> Extrait choisi

####

Le jeudi 18 décembre 2003.

Depuis sa création en 1996, le Comité des sans-papiers du Nord (CSP59) manifeste dans la ville de Lille tous les mercredis soir à 18 heures pour exiger la régularisation de tou.te.s. Depuis l’arrivée du nouveau préfet, M. Richer, particulièrement zélé dans l’application des consignes de Sarkozy, les provocations à l’endroit du mouvement des sans-papiers du Nord se multiplient (agressions par la Bac en fin de manif, contestation d’accords de régularisation obtenus de haute lutte et, bien sûr, calomnie permanente). Dernière agression en date : la mise en examen de Roland Diagne, coordinateur du CSP59, pour organisation de manifestations illégales sur la voie publique. Ce dernier avait reçu personnellement un avertissement fin septembre à ce sujet, le comité a alors publié une déclaration avertissant que le CSP59 manifesterait tous les mercredis soir de la place de la République à son local jusqu’à régularisation de tou.te.s les sans-papiers. Deux mois plus tard, Roland Diagne était mis en examen et comparaissait devant le tribunal de grande instance de Lille le 9 décembre.

Le procès a été l’occasion d’un rassemblement de soutien réunissant environ 500 personnes devant le TGI durant toute l’après-midi. À l’intérieur se succédaient les témoignages de militant.e.s rappelant combien il était courant de manifester sans autorisation sans que cela n’inquiète personne (souvenons-nous du 21 avril 2002). Finalement, au terme d’un procès ubuesque où même le président du tribunal semblait s’interroger sur l’incongruité du chef d’inculpation, la relaxe a été prononcée sur le fond.

####

> Entrées du corpus
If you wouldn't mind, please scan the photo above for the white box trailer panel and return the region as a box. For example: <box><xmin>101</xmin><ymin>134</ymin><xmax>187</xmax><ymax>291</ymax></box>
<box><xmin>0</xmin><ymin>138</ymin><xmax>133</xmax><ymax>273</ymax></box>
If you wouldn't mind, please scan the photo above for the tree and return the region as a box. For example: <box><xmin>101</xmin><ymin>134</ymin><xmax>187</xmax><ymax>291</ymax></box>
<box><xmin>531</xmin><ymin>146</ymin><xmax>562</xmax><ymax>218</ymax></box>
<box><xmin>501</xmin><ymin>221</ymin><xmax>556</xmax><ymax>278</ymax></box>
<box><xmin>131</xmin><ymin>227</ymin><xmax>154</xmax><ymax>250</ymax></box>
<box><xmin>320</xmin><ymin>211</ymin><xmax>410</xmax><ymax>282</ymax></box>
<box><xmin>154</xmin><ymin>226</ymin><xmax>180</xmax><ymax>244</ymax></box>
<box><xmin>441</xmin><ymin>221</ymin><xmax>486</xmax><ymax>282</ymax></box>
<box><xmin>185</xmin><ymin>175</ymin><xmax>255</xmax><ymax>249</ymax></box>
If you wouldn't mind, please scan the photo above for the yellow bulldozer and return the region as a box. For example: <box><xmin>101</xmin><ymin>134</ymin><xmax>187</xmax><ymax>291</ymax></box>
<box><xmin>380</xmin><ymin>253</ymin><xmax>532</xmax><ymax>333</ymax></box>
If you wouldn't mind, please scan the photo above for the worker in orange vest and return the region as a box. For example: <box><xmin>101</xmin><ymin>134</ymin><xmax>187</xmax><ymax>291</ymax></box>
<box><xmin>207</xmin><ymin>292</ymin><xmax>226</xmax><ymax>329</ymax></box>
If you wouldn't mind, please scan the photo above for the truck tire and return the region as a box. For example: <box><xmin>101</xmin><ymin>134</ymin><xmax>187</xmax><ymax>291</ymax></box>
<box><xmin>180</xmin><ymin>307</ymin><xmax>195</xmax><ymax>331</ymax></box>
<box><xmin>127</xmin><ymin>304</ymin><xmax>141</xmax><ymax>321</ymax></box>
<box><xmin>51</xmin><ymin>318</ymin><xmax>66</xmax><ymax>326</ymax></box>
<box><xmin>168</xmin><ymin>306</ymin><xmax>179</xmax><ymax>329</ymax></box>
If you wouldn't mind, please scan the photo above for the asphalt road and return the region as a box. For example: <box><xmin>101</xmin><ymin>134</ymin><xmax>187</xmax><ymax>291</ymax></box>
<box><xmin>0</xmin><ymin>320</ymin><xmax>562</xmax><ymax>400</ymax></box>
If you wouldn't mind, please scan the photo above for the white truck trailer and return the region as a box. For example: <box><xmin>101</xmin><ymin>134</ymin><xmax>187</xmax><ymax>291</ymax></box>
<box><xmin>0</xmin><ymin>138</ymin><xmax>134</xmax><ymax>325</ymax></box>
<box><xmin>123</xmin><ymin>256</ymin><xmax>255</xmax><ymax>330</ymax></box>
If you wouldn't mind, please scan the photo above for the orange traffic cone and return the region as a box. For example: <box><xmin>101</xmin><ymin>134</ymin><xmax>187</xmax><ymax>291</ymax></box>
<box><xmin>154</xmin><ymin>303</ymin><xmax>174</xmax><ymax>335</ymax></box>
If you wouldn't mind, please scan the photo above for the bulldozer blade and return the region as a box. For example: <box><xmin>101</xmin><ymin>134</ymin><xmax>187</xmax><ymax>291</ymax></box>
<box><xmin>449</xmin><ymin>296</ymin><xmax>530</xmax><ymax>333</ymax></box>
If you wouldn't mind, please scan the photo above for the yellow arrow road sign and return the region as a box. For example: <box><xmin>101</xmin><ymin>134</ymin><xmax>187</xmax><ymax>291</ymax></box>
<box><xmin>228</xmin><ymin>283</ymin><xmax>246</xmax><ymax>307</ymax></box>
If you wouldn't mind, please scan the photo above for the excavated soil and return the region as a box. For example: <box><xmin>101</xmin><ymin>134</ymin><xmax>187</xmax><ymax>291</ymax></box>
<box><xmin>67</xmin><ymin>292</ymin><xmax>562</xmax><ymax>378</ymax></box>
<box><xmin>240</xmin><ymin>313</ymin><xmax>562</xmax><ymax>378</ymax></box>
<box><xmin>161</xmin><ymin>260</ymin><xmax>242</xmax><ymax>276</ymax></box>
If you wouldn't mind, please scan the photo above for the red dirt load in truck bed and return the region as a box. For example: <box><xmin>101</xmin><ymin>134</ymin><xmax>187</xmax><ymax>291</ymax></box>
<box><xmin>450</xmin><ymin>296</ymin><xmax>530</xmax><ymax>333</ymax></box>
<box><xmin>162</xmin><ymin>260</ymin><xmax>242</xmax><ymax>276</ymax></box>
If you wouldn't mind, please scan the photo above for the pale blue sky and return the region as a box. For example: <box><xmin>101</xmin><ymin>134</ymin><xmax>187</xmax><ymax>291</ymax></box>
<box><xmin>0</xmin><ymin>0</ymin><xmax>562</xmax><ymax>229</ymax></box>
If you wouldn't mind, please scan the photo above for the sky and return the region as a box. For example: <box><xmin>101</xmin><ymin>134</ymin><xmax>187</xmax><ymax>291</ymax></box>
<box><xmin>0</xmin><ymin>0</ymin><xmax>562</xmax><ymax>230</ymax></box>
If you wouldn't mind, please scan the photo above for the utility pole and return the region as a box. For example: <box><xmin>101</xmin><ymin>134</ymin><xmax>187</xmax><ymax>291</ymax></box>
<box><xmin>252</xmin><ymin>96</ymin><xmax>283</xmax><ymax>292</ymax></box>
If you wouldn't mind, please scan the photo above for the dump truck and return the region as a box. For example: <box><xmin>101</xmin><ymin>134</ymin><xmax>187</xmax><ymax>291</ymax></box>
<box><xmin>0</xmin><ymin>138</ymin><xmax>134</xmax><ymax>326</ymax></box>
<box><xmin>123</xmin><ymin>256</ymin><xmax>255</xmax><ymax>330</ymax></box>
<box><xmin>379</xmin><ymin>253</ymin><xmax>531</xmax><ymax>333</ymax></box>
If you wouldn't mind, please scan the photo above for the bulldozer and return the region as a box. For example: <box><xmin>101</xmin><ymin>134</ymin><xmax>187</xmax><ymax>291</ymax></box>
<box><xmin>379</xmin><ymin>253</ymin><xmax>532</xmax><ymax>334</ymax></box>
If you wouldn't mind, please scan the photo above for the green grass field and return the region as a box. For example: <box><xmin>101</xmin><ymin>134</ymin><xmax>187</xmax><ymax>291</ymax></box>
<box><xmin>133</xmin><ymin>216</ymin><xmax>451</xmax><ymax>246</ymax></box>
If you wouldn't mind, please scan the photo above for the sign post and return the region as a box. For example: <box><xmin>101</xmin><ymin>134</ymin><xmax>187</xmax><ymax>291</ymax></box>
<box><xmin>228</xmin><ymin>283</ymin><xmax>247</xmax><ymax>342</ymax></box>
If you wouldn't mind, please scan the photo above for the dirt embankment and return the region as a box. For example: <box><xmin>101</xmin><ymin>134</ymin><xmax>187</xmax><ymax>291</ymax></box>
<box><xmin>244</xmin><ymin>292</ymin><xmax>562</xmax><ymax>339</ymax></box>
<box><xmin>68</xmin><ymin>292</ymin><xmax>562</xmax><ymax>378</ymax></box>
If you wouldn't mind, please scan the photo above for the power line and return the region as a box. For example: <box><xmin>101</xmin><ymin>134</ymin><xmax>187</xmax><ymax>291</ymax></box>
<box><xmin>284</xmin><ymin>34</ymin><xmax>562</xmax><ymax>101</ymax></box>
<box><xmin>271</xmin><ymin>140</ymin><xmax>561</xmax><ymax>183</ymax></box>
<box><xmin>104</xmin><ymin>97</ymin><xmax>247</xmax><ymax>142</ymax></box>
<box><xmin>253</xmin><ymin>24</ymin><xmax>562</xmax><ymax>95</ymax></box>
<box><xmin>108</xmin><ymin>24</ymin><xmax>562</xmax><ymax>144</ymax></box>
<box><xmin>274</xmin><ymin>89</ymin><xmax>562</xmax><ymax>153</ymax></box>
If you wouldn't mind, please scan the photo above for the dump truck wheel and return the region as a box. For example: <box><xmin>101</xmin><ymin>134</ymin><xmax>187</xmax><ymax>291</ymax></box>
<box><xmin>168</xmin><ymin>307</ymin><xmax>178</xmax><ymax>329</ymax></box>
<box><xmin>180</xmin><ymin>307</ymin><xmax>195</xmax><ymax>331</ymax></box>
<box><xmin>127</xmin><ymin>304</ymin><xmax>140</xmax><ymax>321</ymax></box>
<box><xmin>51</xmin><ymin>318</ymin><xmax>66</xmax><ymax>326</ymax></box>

####

> Consigne A
D'après le passage sur le Comité des sans-papiers du Nord, combien de personnes environ le rassemblement de soutien devant le TGI a-t-il réuni ?
> Consigne B
Poursuivez le passage sur le Comité des sans-papiers du Nord à la suite de sa dernière phrase.

> Corrigé A
Environ 500 personnes.

> Corrigé B
Nous avons diffusé le tract suivant à cette occasion.



Malgré la « disparition » des 100 000 personnes qui défilaient dans Paris en 1996 contre les lois Debré (toujours en vigueur), les collectifs de sans-papier.e.s poursuivent leur lutte pour la régularisation globale et l’abrogation des lois racistes. Ils obtiennent, au gré de l’état du rapport de force avec les préfectures, des régularisations plus ou moins nombreuses avec des titres de séjour toujours précaires (jamais de carte de dix ans).

Les sans-papier.e.s en lutte, comme tous les mouvements sociaux, cons truisent ce rapport de force dans la rue. Les manifestations hebdomadaires du CSP59 depuis sept ans en sont l’expression. En occupant l’espace public chaque mercredi, les sans-papier.e.s rendent visible aux yeux de tou.te.s leur mouvement et ses revendications, que les gouvernements de droite comme de gauche occultent du débat public. Sortir de l’ombre en occupant la rue, c’est aussi refuser le statut de clandestin imposé par l’État, c’est crier la liberté de vivre et de s’exprimer où bon nous semble. En criminalisant les militant.e.s et les sans-papier.e.s, l’État cherche à museler cette expression en multipliant les procès pour des motifs souvent saugrenus au regard des faits. Refusons que quiconque nous impose où, quand, ni comment manifester !

à bas les frontières nationales ! à bas les frontières sociales !

En enfermant dans des lois notre liberté de manifester (encadrement policier systématique), ce sont de nouvelles frontières qu’on nous impose.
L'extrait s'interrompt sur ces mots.